- _EXCERPTED TEXT_
The gap between the rich and the poor is increasingly wide, as rich people become
richer and poor people grow poorer. What problems could this situation cause? What are the solutions to address those problems?
Write at least 250 words

Nowadays, every nation’s population is increasing dramatically. So the increase in inequality between the poor and the rich in the world is becoming wider. There are a number of reasons behind this phenomenon and several solutions should be adopted to solve the problem.
There are two main reasons why a needy are being poorer. Firstly, the rich-poor gap could be affecting the economic growth. Currently, a large number of unemployed and low-income workers will directly affect domestic business. For example, they do not enough money to buy products so closure will occur, making workers unemployed. Secondly, they impact on security of the people of a country or the whole world. Some people are so indigent, they will start committing crimes, robbery. Therefore, social evils will be initiated from here.

- _ENTRIES PROVIDED_
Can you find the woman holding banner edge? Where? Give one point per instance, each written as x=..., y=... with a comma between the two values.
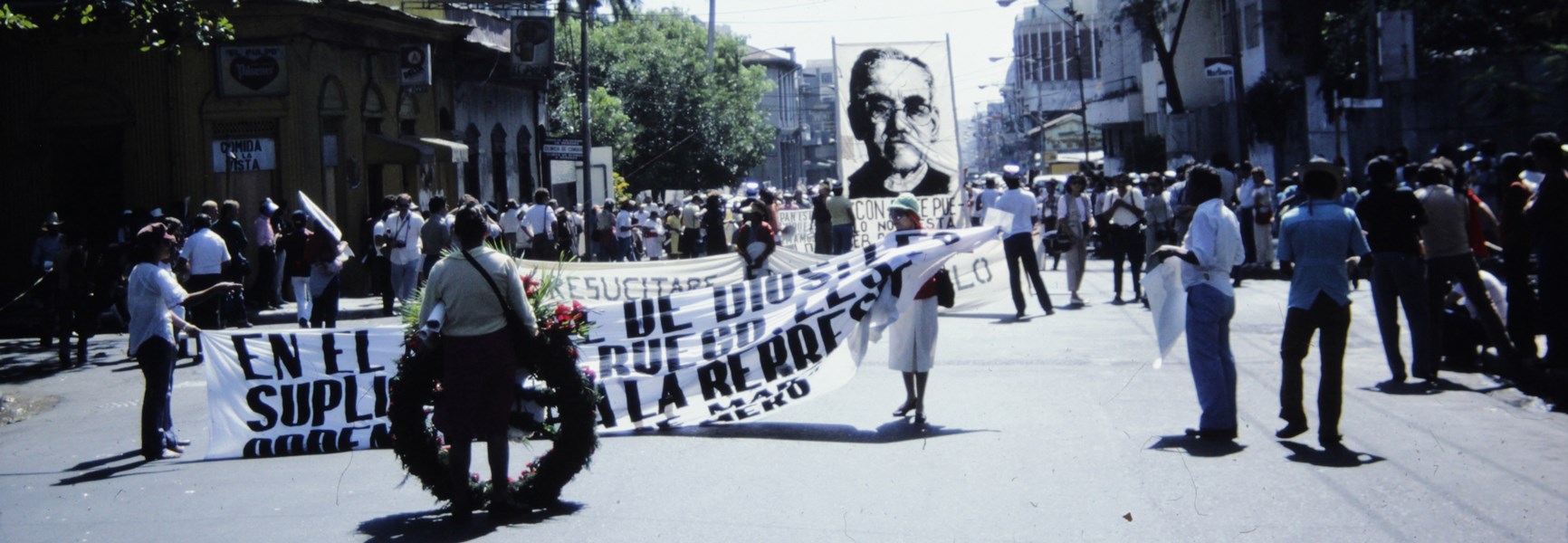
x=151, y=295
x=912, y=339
* * *
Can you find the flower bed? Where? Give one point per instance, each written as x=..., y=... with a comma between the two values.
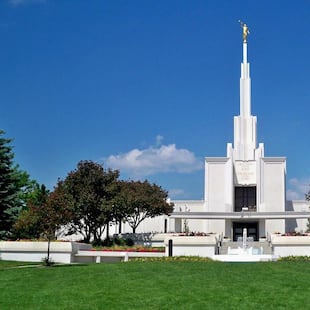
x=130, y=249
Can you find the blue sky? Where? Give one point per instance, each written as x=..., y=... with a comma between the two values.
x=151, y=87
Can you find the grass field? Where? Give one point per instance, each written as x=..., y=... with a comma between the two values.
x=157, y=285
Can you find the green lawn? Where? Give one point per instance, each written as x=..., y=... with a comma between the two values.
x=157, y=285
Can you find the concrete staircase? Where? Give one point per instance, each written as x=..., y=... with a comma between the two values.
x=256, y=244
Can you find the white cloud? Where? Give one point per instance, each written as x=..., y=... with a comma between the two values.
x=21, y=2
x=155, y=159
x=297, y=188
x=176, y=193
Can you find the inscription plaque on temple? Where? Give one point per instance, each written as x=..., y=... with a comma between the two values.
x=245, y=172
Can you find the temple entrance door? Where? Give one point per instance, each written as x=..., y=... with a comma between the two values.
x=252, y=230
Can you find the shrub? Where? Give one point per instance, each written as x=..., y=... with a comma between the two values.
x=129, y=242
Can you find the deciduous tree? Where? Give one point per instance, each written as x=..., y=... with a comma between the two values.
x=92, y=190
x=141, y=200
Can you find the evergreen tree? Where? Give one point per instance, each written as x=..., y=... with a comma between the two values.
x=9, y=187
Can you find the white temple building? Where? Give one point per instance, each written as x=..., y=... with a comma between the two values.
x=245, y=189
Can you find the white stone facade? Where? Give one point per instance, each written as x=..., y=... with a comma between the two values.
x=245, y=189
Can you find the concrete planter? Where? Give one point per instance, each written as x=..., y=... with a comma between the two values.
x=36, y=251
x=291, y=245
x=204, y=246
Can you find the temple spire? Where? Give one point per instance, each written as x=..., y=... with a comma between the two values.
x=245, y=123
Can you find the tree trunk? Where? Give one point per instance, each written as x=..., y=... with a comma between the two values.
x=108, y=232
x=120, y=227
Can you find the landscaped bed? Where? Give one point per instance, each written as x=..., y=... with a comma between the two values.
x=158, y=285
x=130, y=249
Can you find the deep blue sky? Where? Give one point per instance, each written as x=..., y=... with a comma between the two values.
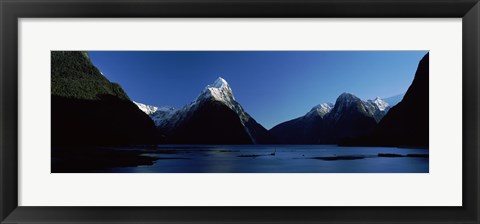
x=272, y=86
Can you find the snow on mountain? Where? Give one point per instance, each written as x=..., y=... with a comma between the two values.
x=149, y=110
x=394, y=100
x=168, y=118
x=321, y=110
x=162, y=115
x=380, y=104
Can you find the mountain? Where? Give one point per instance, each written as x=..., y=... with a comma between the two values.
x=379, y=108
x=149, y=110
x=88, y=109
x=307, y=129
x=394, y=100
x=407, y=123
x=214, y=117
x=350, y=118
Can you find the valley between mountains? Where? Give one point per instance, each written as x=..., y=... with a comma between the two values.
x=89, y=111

- _TO DO_
[a] Answer these questions using the essay on the rich-poor gap:
(i) What minimum length does the assignment set?
(ii) What does the essay say is happening to every nation's population nowadays?
(iii) How many main reasons does the essay give for why the needy are getting poorer?
[b] Reproduce everything in the essay on the rich-poor gap from "Nowadays, every nation’s" down to "solve the problem.", switching "phenomenon" to "trend".
The items were taken from a separate source.

- _RESULTS_
[a]
(i) At least 250 words.
(ii) It is increasing dramatically.
(iii) Two.

[b]
Nowadays, every nation’s population is increasing dramatically. So the increase in inequality between the poor and the rich in the world is becoming wider. There are a number of reasons behind this trend and several solutions should be adopted to solve the problem.